Excerpt |

┌────────

Can I have postcode to postcode drive time and distance lookup tables
Filed in: General News
October 10, 2016
Postcode Sector to Sector
Beacon Dodsworth produces a data product (TimeTravel) with postcode sector to postcode sector drive times and distances for all of the UK.
The TimeTravel data table has distance and time values for peak, off-peak, HGV and shortest distance driven (for distance only). Processing all combinations takes about 20 computing days plus 4 days of post processing to add ferry routes and large user data such as hospitals and industrial estates.
The resulting table has 123,587,689 rows and takes up 15,008,164Mb of space which is large but manageable. Our customer files for full exports are usually between 4 and 6Gb in size because clients don’t require all columns/rows.
Sector to Sector lookups required (6)
What about postcode to postcode data
If you wanted a postcode to postcode data table you would have a few ‘challenges’ to contend with.
There are almost 2.6 million postcodes in the UK (2,586,191). This means to do a postcode to postcode lookup you would need that many squared results, which is a pretty big number; almost 6.7 trillion (6,688,383,888,471).
All the postcodes in the same sector would have a line joining every dot to every other dot. (The image above shows some of the links from YO30 5QW)
How long would it take to produce the drive time and distance lookup tables?
If we assume it averages just one second to calculate the best time and distance between each postcode we can calculate the compute time needed to generate our data.
6.7 trillion rows will take 6.7 trillion seconds at one second per postcode to postcode pair.
A year is just under 32 million seconds (31,536,000).
This means the pure compute time is over 200,000 years (212.087). As this is the time taken to do one set of calculations and we need 4, we are looking at a compute time of 800,000 years for a single end to end process.
Using more computers can speed it up. If we have 4 computers, one for each task, we would have needed to start processing when the first homo sapiens appeared.
If we can speed the process up to 10 per second by using better code, we could have started processing 20,000 years ago as the people in China invented pottery.
Adding more computers for increased parallel processing will eventually get us closer to a reasonable compute time. 10 computers per task (not forgetting there are 4) and we could have started the processing as the Emperor Tiberius began his rule.

└────────

Questions to answer |
1: Return the passage of the postcode lookup article starting with "The resulting table" and going on through "lookups required (6)", copied word for word.
2: Carry the postcode lookup article forward from its last sentence.

Listed records |
┌────────

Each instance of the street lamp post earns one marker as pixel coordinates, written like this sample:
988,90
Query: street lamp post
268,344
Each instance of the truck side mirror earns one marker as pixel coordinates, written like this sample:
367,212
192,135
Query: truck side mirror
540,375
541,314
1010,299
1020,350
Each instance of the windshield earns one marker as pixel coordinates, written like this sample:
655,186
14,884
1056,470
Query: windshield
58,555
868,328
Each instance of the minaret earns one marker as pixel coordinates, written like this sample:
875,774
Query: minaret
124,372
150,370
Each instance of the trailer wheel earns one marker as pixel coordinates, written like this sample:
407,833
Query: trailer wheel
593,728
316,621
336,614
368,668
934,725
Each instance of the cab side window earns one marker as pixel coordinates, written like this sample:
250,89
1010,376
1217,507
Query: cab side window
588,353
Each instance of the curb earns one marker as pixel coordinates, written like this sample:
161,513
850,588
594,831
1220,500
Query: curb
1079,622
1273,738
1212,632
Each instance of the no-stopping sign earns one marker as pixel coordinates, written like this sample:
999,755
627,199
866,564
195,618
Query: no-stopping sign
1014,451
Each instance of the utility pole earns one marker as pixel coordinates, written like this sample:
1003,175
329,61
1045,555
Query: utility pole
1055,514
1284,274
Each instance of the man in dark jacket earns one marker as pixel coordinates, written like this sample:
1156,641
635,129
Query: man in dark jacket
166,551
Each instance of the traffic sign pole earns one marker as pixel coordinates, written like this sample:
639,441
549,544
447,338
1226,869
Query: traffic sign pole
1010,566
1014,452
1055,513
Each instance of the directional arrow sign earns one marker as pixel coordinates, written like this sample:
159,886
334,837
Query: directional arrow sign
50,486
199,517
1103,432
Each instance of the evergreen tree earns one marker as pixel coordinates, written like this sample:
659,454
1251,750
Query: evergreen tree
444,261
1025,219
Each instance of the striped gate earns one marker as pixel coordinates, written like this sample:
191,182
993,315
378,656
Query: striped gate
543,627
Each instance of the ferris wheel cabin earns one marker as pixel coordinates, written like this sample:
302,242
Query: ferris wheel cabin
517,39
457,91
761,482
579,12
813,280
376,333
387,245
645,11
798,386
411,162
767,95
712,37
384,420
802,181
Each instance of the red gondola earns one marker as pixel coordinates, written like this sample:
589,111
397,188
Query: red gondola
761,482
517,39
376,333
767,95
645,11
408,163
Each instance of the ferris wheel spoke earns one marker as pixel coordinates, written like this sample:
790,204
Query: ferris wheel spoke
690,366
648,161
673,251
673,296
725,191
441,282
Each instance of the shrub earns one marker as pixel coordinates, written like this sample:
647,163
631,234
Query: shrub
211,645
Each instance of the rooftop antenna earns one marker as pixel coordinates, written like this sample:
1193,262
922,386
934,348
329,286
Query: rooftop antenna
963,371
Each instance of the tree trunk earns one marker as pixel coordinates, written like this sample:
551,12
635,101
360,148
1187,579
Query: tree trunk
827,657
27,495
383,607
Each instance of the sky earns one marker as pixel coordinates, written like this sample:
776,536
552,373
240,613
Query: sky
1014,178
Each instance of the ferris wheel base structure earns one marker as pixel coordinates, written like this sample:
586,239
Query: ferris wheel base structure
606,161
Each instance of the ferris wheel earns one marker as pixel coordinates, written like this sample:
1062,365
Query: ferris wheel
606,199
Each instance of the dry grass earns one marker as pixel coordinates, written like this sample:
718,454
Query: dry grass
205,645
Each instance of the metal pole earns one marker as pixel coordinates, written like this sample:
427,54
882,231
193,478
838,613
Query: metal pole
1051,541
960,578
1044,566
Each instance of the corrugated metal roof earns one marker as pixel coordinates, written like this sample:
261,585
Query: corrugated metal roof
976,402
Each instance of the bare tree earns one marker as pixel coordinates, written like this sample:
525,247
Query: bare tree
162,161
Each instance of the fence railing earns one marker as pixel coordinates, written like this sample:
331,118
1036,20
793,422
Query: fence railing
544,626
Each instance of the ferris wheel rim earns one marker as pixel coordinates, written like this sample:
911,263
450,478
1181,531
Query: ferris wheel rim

└────────

Answers by item number |
1:
The resulting table has 123,587,689 rows and takes up 15,008,164Mb of space which is large but manageable. Our customer files for full exports are usually between 4 and 6Gb in size because clients don’t require all columns/rows.
Sector to Sector lookups required (6)

2:
100 computers per task; we could have started the processing whilst reading Miss Austen’s new novel Emma, straight off the press.
1000 computers per task and we could have been listening to Firestarter by The Prodigy when it was at number 1 in the charts.
Would 20,000 computers be enough? No. It would still take a year! To get a real time process we would need 200,000 computers and it would still take 5 weeks to process all 4 sets of data.
Now we have an idea about how long it would take to produce postcode to postcode drive time and distance tables, how much storage space do you think we will need?
The sector to sector table is about 15Gb and has 123 million rows. Our postcode to postcode table is 54,000 (54,118) times as big. This means our new data table in an unindexed form would be 774,593 terabytes or 756 petabytes (812,219,753,484 Mb).
Up to 2014 Google had indexed about 200 terabytes of data. Our one datatable is 400 times as much data as Google has handled in 16 years.
There is a 60 terabyte disk available. We would need 13,000 of them, they are expected to retail between $30,000 and $40,000 each. They would draw power at 1 watt per terabyte so we would need a power station producing 770 MW to keep just the disks running (about a quarter of the output of a new nuclear power station).
A realistic yet accurate alternative drive time and distance table
As you can see postcode to postcode datatables are a non starter.
Fortunately, we have an alternative solution that can return time and distance for any 2 postcodes in less than 2 seconds.
You don’t need massive amounts of infrastructure or forward planning and we update the system as new postcodes and road networks alter the calculations.